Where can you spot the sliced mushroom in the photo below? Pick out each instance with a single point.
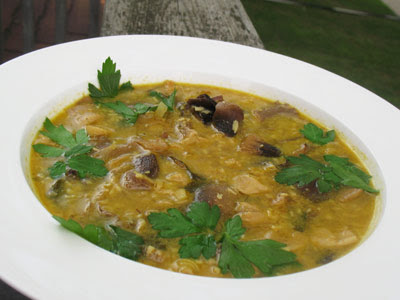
(324, 238)
(182, 165)
(227, 117)
(349, 194)
(218, 194)
(135, 181)
(274, 109)
(154, 145)
(56, 189)
(311, 192)
(248, 185)
(147, 165)
(255, 145)
(202, 107)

▬▬▬

# TASK DETAILS:
Copy every record above exactly, leaving out any pictures.

# ANSWER TO THIS PROBLEM:
Where can you spot the sliced mushroom in the photo below? Pick out each instance with a single point.
(324, 238)
(182, 165)
(227, 117)
(349, 194)
(218, 194)
(135, 181)
(274, 109)
(154, 145)
(56, 189)
(311, 192)
(248, 185)
(147, 165)
(255, 145)
(202, 107)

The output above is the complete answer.